## Problem description
Reproduce only the part of the listing running from the line containing "Dear assistant, the user would like the blue plastic" down through the line containing "[297,179,303,215]", changing "black cable" to "dark gray cable" and keeping everything else unchanged.

******************************

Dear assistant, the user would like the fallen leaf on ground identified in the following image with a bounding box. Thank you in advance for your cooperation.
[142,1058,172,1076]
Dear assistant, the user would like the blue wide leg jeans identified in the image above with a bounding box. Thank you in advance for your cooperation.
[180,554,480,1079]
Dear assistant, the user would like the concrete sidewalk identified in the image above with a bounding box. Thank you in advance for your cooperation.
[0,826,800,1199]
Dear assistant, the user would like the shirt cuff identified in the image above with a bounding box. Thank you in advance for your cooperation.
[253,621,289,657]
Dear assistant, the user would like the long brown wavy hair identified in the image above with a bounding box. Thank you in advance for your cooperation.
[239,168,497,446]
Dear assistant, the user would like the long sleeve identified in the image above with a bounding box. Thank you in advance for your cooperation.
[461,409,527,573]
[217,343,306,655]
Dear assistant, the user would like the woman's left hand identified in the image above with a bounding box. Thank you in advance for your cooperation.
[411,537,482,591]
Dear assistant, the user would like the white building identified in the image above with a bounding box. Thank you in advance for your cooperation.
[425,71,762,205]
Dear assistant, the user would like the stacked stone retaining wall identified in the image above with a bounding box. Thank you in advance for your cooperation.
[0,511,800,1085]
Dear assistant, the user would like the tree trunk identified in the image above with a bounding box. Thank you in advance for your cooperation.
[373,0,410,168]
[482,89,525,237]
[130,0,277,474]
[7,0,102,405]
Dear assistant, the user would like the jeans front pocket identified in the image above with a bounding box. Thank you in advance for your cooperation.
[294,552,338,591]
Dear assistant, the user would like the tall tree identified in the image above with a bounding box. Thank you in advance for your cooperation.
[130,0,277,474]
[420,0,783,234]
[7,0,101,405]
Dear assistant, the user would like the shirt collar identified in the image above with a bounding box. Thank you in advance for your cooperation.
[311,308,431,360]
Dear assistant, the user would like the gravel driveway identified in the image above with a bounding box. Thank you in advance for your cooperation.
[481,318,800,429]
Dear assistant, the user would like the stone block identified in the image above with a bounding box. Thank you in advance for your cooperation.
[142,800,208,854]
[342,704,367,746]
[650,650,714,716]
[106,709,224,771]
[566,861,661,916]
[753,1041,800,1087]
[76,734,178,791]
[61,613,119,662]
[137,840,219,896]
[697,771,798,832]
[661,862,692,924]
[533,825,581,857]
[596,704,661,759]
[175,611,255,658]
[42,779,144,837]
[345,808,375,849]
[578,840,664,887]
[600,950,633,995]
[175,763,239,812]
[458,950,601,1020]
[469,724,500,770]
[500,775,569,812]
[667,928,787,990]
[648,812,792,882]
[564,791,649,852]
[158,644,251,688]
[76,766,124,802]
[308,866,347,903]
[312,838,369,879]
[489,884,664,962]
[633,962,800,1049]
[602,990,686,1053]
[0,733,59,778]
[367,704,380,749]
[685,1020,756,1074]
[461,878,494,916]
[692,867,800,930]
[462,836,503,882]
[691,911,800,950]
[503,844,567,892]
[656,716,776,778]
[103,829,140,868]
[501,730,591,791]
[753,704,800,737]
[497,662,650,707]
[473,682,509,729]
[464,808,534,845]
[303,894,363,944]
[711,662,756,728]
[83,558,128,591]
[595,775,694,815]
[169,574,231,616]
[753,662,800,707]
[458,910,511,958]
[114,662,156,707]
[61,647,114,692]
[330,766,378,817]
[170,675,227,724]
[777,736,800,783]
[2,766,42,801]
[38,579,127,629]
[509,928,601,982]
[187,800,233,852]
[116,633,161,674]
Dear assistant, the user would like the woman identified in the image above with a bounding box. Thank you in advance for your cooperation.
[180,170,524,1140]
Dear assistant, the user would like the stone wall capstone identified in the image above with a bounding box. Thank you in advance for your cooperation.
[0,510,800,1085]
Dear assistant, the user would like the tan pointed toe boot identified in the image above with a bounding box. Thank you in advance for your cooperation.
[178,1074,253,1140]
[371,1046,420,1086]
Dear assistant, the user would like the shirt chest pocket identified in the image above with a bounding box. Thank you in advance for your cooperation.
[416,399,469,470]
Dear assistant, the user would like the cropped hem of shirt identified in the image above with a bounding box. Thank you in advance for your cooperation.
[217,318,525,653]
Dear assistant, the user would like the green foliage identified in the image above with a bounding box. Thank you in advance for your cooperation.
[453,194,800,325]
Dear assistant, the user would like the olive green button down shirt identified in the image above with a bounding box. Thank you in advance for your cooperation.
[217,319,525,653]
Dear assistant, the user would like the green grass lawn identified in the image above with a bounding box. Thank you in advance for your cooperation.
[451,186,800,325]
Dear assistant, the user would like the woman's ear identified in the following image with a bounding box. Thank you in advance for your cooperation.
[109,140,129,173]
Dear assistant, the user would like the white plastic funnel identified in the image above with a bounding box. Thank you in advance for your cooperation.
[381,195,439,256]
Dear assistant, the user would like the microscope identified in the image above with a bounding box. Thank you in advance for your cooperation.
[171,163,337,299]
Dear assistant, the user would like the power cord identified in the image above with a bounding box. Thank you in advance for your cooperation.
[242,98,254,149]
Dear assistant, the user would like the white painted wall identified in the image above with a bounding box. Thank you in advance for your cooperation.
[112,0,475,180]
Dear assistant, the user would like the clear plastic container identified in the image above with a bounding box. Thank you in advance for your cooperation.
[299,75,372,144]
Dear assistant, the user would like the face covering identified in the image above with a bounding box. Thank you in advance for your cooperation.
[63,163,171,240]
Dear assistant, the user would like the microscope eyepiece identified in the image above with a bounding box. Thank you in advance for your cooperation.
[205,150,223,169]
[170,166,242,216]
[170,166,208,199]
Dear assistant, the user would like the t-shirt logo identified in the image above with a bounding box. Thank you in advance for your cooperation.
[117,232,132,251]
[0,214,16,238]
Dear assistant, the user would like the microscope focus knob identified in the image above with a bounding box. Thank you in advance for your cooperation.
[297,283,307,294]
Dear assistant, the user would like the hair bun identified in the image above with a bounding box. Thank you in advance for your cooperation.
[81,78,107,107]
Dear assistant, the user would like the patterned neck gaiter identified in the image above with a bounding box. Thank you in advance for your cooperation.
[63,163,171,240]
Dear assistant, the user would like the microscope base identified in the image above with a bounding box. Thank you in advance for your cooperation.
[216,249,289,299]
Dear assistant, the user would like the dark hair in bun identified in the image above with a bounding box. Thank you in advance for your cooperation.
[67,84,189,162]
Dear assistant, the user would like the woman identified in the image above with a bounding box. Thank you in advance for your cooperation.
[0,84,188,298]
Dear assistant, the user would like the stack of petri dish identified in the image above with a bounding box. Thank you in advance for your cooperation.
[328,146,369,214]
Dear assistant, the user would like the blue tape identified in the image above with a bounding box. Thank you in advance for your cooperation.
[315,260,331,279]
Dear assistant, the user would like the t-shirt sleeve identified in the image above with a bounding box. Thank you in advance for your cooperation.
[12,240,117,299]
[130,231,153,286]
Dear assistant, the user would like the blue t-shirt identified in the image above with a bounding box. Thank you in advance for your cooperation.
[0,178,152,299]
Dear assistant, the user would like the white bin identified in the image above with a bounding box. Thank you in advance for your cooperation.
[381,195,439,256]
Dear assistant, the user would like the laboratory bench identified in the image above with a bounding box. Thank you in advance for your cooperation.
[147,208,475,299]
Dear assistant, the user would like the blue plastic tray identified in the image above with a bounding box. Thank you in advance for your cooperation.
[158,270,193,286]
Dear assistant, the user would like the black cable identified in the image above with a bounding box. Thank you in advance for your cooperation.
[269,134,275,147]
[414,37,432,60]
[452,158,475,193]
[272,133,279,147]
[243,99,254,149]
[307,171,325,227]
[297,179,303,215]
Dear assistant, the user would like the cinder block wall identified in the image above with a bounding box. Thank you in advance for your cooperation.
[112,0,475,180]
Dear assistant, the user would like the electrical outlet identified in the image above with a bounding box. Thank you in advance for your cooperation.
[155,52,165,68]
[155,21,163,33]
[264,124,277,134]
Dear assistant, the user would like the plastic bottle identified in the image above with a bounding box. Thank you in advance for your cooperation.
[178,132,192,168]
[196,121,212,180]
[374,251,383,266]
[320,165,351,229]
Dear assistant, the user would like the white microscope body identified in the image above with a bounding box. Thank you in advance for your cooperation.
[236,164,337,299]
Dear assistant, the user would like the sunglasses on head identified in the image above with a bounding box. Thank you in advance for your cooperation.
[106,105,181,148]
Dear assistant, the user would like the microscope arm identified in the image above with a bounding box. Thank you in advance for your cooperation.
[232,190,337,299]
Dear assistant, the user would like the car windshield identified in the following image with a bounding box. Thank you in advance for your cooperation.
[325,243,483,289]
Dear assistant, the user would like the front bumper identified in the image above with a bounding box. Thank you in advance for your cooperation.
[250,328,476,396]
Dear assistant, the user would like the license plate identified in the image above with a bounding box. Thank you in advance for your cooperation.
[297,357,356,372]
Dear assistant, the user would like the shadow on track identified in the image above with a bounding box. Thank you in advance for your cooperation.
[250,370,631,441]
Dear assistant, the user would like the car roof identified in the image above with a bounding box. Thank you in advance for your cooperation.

******************************

## Response
Dear assistant, the user would like the blue plastic tray identified in the image above with a bounding box. Thank you in advance for your cooperation.
[158,270,193,286]
Dear assistant, the user would like the dark gray cable identified in the image above with a bounding box. Thank you in advance for your cooperation.
[269,134,275,147]
[414,37,432,60]
[452,158,475,193]
[272,133,279,147]
[243,99,254,149]
[307,171,325,227]
[297,179,303,215]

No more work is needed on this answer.